* _TASK DESCRIPTION_: Can you reproduce every entry below word for word, with nothing changed?

::::::

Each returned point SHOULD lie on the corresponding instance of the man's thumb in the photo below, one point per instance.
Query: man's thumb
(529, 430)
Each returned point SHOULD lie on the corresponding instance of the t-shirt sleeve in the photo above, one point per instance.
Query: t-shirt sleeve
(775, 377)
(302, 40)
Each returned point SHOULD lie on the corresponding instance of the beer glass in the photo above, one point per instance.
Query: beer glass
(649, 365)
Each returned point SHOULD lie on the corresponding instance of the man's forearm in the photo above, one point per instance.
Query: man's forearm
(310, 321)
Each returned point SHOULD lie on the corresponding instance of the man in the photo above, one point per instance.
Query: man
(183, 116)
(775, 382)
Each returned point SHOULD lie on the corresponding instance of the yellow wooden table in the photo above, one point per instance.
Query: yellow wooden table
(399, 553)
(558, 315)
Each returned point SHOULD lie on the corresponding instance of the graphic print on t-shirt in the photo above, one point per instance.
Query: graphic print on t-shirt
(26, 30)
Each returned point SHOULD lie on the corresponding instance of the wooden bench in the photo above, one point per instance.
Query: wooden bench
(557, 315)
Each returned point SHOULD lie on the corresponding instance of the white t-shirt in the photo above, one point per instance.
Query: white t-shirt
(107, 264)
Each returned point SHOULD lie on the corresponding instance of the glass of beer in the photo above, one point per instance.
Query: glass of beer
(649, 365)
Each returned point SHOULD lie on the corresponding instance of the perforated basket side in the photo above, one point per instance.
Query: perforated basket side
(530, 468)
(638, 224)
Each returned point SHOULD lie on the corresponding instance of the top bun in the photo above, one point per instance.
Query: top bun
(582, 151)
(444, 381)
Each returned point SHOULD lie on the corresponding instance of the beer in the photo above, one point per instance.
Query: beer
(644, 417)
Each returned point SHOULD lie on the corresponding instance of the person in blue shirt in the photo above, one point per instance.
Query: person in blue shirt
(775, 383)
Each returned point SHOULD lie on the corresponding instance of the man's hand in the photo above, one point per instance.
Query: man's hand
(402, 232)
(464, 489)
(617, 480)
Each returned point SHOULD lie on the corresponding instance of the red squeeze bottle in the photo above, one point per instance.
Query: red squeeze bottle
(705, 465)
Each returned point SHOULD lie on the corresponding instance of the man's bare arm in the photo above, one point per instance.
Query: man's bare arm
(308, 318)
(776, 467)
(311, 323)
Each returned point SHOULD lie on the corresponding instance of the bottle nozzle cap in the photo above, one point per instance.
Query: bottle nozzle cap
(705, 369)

::::::

* _ANSWER BELOW_:
Each returned point SHOULD lie on the corresponding instance of the man's thumb in the photo below, one point per instance.
Query: man's thumb
(529, 430)
Each returned point SHOULD lie on the corresponding instance of the t-shirt sleeve in the photo above, one point per instance.
Query: t-shirt sleeve
(775, 377)
(302, 40)
Each returned point SHOULD lie on the corresponding instance of the beer glass in the photo above, one point per instance.
Query: beer glass
(649, 365)
Each returned point SHOULD lie on the corresponding instance of the man's forearm in the photo above, one point per instance.
Query: man's forearm
(310, 321)
Each returned point SHOULD lie on the corresponding instance of the man in the photo above, one point per instance.
Query: man
(183, 116)
(775, 382)
Each returned point SHOULD lie on the corresponding instance of the yellow wooden table in the photo above, one point per instance.
Query: yellow wooden table
(399, 553)
(558, 315)
Each returned point SHOULD lie on the corresponding instance of the graphic print on t-shirt in the photo above, one point per instance.
Query: graphic print on t-shirt
(26, 30)
Each returned point SHOULD lie on the corresponding instance of the wooden bench in the photo above, one point per instance.
Query: wooden bench
(557, 315)
Each returned point SHOULD lie on the corresponding instance of the white t-shirt in the photo above, one point per instance.
Query: white t-shirt
(107, 264)
Each returned point SHOULD lie on the corresponding instance of the glass of beer in the photo above, one point per instance.
Query: glass of beer
(649, 365)
Each returned point SHOULD lie on the corresponding instance of the perforated basket side in the photo above, one point per instance.
Query: perforated basket side
(530, 468)
(638, 224)
Each returned point SHOULD lie on the corresponding instance of the top bun in the photo above, one point per instance.
Query: top bun
(582, 151)
(444, 381)
Each returned point SHOULD lie on the corresponding instance of the beer in the photo above, one point per instance.
Query: beer
(644, 417)
Each returned point SHOULD lie on the corresponding instance of the person in blue shirt in the photo above, one point per instance.
Query: person in blue shirt
(775, 383)
Each returned point SHOULD lie on the corresponding instance of the man's hand in the photo above, one point per instance.
Query: man's hand
(402, 232)
(464, 489)
(617, 480)
Each returned point SHOULD lie on the corresponding instance of the red squeeze bottle in the photo above, one point per instance.
Query: red squeeze bottle
(705, 465)
Each returned point SHOULD lie on the corresponding instance of the man's bare arm in the photo above, one point per instance.
Query: man's bare arm
(308, 318)
(776, 467)
(311, 323)
Each returned point SHOULD lie on the corresponding instance of the bottle nozzle cap in the photo above, one point per instance.
Query: bottle nozzle cap
(705, 369)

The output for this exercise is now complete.